**What to work on:**
#1 In the Robert Day biography, on what date did the High Court rule that his re-election to the Senate was invalid?
#2 Reproduce the Robert Day biography from "Day was the" up to and including "30 June 2019.".

START Document

Australian politician and businessman (born 1952)

Robert John Day (born 5 July 1952) is an Australian former politician and businessman who was a Senator for South Australia from 1 July 2014 to 1 November 2016. He is a former federal chairman of the Family First Party. Before entering politics, he worked in the housing industry, owning several businesses, and at one stage serving as president of the Housing Industry Association.

Day was the Liberal Party's candidate for the federal seat of Makin at the 2007 election, but resigned from the party after failing to gain preselection for the 2008 Mayo by-election. He subsequently joined the Family First Party and was their candidate for the by-election, later becoming their lead Senate candidate in South Australia at the 2010 election and 2013 election.

On his fourth attempt to enter federal parliament in 2013, Day was elected to the Senate from a 3.8 per cent primary vote for Family First, to a term beginning on 1 July 2014. Despite a decline in the party's vote to 2.9 per cent, he was re-elected at the 2016 double dissolution election. Elected to the 12th and final South Australian Senate spot, Day's term was due to expire on 30 June 2019.

Following the liquidation of Home Australia Group, Day announced his intention to resign from the Senate. However, he stated that a potential new investor had expressed interest in the business, that there was too much important work for the Family First Senate seat to be vacant for even one day and that therefore he would not resign before the year's end. However, Day resigned on 1 November 2016 after stating that the investor had backed out.

On 5 April 2017 the High Court held that Day's re-election to the Senate in July 2016 was invalid, since he'd had an "indirect pecuniary interest" in an agreement with the Commonwealth since at least February 2016. As a result, he had not been eligible to sit as a senator from at least February 2016 onward by reason of section 44(v) of the Constitution.

==Early life==
Day was born in Manchester, UK, on 5 July 1952. He came to Australia as a child in 1963, settling in the inner-northern Adelaide suburb Gilles Plains, where his family lived in a housing trust. Day attended Gilles Plains High School and the University of South Australia.

==Career==
Day's career started in the South Australian public service at the Materials and Research Laboratories of the former Highways Department, now part of the Department of Planning, Transport and Infrastructure. He qualified as a science technician after studying at the SA Institute of Technology (now UniSA). After six years he resigned and started in the building industry.

He was a founder of Homestead Homes and Home Australia, which now also owns Collier Homes in Western Australia, Newstart Homes in Queensland, Ashford Homes in Victoria and Huxley Homes in New South Wales. These are all major constructors of new houses in their respective states. He is the founder of Oz Homes Foundation, and is managing director of Home Australia. Day's business activities have made him a millionaire. Both Huxley Homes and Day himself have been fined for not complying with rectification orders. Huxley Homes has built many thousands of homes in NSW however twenty-five customers claimed they were in dispute with Huxley Homes and were taking legal action against the company for substandard or unfinished work. Huxley Homes denied the allegations saying they would vigorously defend any legal action. Day is the sole director of Ashford Homes, which is also facing action over unpaid money to creditors. In September 2016, The Australian newspaper raised concerns of how Day contributed $380,000 to Family First in 2012–13 while his businesses appeared to be facing financial difficulties.

END Document
START Excerpted data

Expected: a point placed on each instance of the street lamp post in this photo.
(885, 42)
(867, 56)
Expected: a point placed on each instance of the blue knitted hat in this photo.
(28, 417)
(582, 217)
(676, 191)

END Excerpted data

**Problem solutions:**
#1 5 April 2017

#2
Day was the Liberal Party's candidate for the federal seat of Makin at the 2007 election, but resigned from the party after failing to gain preselection for the 2008 Mayo by-election. He subsequently joined the Family First Party and was their candidate for the by-election, later becoming their lead Senate candidate in South Australia at the 2010 election and 2013 election.

On his fourth attempt to enter federal parliament in 2013, Day was elected to the Senate from a 3.8 per cent primary vote for Family First, to a term beginning on 1 July 2014. Despite a decline in the party's vote to 2.9 per cent, he was re-elected at the 2016 double dissolution election. Elected to the 12th and final South Australian Senate spot, Day's term was due to expire on 30 June 2019.